# What you need to do
Convert the entries into a JSON list of strings, one string per line and no strings for blank lines. Begin at the first line of the entries and stop after the line that contains "[[0, 334, 1211, 893]]".

# Record list
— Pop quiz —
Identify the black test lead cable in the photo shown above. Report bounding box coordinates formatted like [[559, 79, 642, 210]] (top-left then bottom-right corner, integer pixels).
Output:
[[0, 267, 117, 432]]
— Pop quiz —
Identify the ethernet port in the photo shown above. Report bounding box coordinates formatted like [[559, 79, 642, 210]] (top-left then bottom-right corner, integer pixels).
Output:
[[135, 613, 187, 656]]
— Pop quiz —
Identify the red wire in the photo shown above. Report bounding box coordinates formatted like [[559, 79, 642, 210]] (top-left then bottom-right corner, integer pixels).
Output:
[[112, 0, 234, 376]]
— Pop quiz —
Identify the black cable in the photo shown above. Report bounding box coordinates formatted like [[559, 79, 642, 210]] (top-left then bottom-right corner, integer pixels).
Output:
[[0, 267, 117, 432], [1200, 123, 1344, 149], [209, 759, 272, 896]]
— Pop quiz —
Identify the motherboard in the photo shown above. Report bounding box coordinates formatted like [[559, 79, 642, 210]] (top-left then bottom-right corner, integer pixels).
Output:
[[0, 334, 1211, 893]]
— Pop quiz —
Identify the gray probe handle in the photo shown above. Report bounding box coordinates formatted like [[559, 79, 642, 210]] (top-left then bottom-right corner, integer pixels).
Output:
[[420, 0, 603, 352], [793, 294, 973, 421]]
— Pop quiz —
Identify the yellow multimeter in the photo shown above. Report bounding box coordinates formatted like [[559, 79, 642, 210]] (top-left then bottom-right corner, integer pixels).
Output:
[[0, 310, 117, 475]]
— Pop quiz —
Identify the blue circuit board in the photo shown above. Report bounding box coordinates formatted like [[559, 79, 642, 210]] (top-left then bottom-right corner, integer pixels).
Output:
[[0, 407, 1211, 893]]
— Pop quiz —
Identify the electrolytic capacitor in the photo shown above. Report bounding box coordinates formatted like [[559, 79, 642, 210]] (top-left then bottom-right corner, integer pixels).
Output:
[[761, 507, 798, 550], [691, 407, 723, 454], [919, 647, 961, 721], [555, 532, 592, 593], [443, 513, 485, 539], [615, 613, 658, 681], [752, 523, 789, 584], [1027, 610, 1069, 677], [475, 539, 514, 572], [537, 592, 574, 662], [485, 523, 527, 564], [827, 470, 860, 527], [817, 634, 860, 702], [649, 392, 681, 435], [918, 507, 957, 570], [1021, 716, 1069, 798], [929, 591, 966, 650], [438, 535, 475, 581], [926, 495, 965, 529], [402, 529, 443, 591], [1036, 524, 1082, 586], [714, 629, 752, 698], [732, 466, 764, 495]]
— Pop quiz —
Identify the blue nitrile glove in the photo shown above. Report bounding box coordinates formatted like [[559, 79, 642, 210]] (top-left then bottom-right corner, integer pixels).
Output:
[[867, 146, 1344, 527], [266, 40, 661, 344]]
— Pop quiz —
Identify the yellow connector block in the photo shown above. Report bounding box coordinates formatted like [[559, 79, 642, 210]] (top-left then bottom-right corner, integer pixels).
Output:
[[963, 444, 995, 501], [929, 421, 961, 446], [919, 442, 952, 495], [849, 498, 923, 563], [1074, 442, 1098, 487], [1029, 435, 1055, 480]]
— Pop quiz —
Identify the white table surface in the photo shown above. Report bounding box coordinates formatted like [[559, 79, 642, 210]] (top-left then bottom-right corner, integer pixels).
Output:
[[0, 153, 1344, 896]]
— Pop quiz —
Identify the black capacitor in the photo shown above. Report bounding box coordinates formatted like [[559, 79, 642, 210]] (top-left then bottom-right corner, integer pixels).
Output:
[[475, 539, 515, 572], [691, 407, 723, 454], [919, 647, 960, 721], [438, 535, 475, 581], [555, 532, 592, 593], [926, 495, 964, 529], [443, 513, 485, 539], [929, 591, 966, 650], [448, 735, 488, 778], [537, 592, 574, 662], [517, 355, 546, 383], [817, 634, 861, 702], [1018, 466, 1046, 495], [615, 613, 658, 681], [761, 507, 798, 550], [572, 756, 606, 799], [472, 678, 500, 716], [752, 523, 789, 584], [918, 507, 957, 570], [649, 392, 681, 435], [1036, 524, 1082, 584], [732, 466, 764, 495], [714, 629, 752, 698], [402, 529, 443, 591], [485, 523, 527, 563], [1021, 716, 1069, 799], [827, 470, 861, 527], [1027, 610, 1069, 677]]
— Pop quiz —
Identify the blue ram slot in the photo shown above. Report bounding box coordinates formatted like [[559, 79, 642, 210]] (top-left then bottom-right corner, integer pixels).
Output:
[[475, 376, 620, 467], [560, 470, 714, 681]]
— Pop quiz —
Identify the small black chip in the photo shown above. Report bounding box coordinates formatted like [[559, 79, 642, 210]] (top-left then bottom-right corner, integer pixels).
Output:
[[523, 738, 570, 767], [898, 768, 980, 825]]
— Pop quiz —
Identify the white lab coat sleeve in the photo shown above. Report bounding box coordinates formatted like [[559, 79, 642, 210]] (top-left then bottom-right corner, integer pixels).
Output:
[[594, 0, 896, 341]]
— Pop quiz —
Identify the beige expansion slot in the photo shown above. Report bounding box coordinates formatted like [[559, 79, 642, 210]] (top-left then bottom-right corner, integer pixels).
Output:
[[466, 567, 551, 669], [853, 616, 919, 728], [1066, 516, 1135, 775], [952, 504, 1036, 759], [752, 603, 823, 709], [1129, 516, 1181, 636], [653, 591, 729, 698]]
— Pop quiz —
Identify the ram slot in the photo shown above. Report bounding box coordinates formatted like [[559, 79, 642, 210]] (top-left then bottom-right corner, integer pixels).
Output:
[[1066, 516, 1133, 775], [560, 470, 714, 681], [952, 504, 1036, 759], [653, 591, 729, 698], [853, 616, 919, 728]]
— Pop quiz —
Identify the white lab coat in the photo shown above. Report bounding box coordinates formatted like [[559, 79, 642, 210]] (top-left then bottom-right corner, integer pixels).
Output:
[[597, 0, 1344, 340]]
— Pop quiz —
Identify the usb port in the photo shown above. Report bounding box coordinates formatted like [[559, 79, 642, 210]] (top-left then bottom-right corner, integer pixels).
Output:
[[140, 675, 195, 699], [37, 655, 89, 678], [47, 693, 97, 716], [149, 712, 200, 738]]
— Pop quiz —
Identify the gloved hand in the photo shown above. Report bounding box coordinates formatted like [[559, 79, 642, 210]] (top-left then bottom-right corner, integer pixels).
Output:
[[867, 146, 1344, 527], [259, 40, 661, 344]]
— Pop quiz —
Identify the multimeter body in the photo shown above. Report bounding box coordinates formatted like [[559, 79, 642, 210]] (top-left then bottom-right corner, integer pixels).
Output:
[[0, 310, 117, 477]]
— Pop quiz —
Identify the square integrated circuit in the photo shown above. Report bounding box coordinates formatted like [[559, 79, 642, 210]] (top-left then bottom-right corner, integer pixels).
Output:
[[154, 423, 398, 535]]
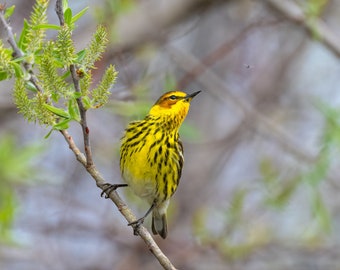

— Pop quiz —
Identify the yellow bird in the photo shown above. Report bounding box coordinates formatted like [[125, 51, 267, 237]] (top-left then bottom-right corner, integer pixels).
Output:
[[104, 91, 201, 238]]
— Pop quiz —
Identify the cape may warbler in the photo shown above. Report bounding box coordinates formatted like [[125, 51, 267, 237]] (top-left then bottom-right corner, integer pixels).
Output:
[[104, 91, 200, 238]]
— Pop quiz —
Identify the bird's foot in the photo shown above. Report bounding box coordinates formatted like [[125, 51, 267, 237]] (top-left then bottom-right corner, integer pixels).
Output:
[[100, 183, 127, 199], [128, 217, 145, 235]]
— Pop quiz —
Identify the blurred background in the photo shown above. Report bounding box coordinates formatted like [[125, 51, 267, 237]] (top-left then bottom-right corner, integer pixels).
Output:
[[0, 0, 340, 270]]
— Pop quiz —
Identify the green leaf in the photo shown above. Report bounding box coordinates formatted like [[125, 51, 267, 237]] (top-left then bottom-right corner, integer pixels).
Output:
[[73, 92, 81, 99], [18, 19, 29, 52], [68, 98, 80, 122], [4, 5, 15, 19], [71, 7, 89, 24], [11, 62, 24, 78], [44, 104, 70, 119], [44, 128, 54, 139], [76, 49, 86, 63], [25, 81, 38, 93], [0, 71, 11, 81], [64, 8, 72, 27], [63, 0, 69, 13], [82, 96, 92, 110], [32, 23, 61, 30]]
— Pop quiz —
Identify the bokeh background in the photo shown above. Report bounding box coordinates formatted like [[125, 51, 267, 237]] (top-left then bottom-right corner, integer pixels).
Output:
[[0, 0, 340, 270]]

# Completed task
[
  "— Pop quiz —",
  "Identify the black test lead cable in the photo shown above. Report bounding box coordinates formatted like [[559, 79, 642, 210]] (top-left then bottom-right corner, integer pixels).",
  "Output:",
  "[[0, 267, 117, 432]]",
  "— Pop quiz —",
  "Identify the ethernet port in the photo shown above. Report bounding box coordinates formatted like [[559, 79, 642, 210]] (top-left then bottom-right corner, integer pixels).",
  "Output:",
  "[[135, 613, 187, 656]]",
  "— Pop quiz —",
  "Identify the red wire in the photo shown above. Report bounding box coordinates formatted like [[559, 79, 642, 210]] (top-left then bottom-right corner, integer pixels).",
  "Output:",
  "[[112, 0, 234, 376]]",
  "— Pop quiz —",
  "Identify the black cable in the photo shown above. Report bounding box coordinates formatted like [[559, 79, 642, 210]] (top-left then bottom-right corner, integer pixels).",
  "Output:",
  "[[0, 267, 117, 432], [1200, 123, 1344, 149], [209, 759, 272, 896]]",
  "— Pop quiz —",
  "Identify the motherboard in the photo shown above. Report bounding box coordinates formatted like [[559, 79, 642, 210]] (top-left then bottom-right corner, integer pixels).",
  "Output:",
  "[[0, 334, 1211, 893]]"
]